- _Task instructions_
a – According to the forum thread, in what year did the American Institute for Conservation publish its article on drawing techniques?
b – Copy the forum thread from "I have wondered" up to and including "of the matter.", substituting "hidden" for "stolen".

- _Page extract_
-*-

Many here are familiar with the 1893 Chicago World Expo and the Devil in the White City (despite its inaccuracies, it’s a fun read). In the old forum, there were many threads on this period of architecture, which is the focus of much debate. At question are many factors; the speed of construction, how buildings were erected without the aid of modern machinery, the lack of plumbing/restrooms in these buildings, the lack of available engineering blueprints, how an inordinate amount of materials were transported, photography that often shows scaffolding around already completed structures, the buried windows, and most importantly, an inadequate historical explanation for why some buildings exist in the first place. 

I have wondered much about this and to me, this architectural question is the most obvious indication of a stolen history. Dissecting what actually happened is at the heart of the matter.

I found an interesting link to an article from 1986 by the American Institute for Conservation, it gives a nice overview of drawing techniques for 19th century architecture if anyone is interested:

Observations on the Materials and Techniques Used in 19th Century American Architectural Presentation Drawings


----------



## trismegistus (Nov 20, 2020)

Wish that article provided some examples of a building from the basic sketch/pitch phase through to the technical drawing performed by the draftsman. Perhaps something like that could be found in a book listed in the bibliography.

Either way, interesting read. Still obviously does not explain the points you brought up in the OP - the engineering capabilities, locating resources and sourcing the correct craftsman for the finished product. In theory, these drawings could have been completed after the building was already there, or the drawings could have just added a few of the remodeling touches they wanted to put on the structure to make it “their own.”


----------



## aj00148 (Nov 22, 2020)

I don’t know enough about engineering/mathematics but as we all know, buildings from this era are solidly built and can withstand disaster. I watched a video about this engineering disaster from 1995 in S. Korea Sampoong Department Store collapse - Wikipedia

This is just one example of what can happen when engineering is rushed. It came down to load testing, which basically the building’s top levels were not load tested and had inadequate column placement on the upper levels. And it was built atop a landfill. The same situation happened with Century III Mall. While it hasn’t collapsed, after 40 years cracks are forming because it was built on a former slag pit. The mall was deemed unsafe as a result. This doesn’t seem to happen with these older buildings, at least not often to my knowledge.

I agree with Trismegistus, the drawings could’ve been made after the fact. From a practical standpoint, I wish the engineering could be analyzed on these buildings to see how they were built, to understand how they were load tested and if it’s probable that a geological survey was done.

I’m going off the cuff here - but building a large structure requires analysis of soil for suitability and ground penetrating radar - did we have ground penetrating radar in the 1800s?
Or were they just going off a prayer and a dousing rod? 

For a building to withstand the test of time it requires a solid foundation with suitable soil, materials that withstand changes to climate, a means of controlling the indoor climate, and finally materials that are of a high quality.


----------



## trismegistus (Nov 22, 2020)

aj00148 said:


> I’m going off the cuff here - but building a large structure requires analysis of soil for suitability and ground penetrating radar - did we have ground penetrating radar in the 1800s?
> Or were they just going off a prayer and a dousing rod?
> 
> For a building to withstand the test of time it requires a solid foundation with suitable soil, materials that withstand changes to climate, a means of controlling the indoor climate, and finally materials that are of a high quality.



So many of the major metros in the US are built on swamplands that normally shouldn’t have that many structures on it.

-*-

- _Dataset rows_
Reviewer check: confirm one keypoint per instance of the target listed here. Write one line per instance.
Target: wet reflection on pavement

-*-

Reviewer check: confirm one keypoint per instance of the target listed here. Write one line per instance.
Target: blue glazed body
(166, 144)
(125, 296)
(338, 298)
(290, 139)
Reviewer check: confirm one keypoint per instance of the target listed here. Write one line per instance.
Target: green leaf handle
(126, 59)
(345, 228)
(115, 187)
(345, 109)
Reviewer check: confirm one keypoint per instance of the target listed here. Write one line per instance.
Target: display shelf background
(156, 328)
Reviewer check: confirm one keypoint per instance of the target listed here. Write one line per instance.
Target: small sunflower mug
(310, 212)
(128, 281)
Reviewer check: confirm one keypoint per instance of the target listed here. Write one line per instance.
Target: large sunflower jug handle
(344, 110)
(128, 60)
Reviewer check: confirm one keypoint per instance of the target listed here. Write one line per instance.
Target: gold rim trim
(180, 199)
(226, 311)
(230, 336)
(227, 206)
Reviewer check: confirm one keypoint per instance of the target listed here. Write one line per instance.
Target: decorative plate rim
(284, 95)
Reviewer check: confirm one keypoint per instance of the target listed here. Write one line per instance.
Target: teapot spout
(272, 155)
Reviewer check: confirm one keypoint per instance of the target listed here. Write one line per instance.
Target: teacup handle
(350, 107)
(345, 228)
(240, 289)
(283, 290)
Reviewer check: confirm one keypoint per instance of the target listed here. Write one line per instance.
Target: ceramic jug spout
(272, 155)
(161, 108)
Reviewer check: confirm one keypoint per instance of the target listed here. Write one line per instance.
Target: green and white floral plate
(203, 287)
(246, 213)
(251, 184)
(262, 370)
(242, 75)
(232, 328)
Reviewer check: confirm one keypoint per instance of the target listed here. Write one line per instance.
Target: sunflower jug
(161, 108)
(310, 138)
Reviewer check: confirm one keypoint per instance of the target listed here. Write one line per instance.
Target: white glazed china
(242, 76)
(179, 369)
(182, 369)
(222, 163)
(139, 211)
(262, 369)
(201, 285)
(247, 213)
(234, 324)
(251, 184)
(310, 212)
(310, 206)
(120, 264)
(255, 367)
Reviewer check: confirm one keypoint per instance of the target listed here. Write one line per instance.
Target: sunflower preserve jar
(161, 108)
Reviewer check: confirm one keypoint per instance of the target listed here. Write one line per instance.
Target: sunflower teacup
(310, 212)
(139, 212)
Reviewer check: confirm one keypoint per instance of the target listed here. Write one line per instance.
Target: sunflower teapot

-*-

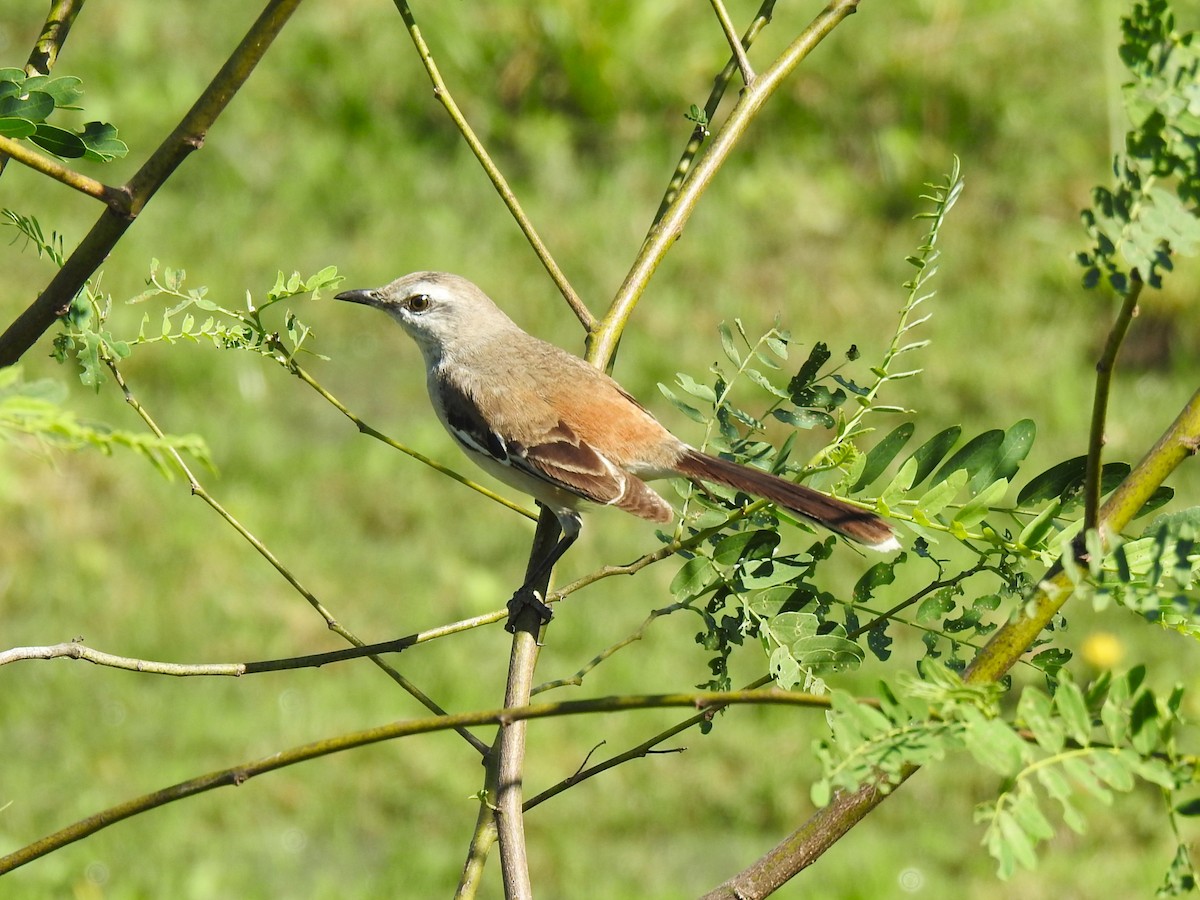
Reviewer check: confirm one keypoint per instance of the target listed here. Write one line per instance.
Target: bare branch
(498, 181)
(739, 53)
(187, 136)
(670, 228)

-*-

- _Complete answers_
a – 1986

b –
I have wondered much about this and to me, this architectural question is the most obvious indication of a hidden history. Dissecting what actually happened is at the heart of the matter.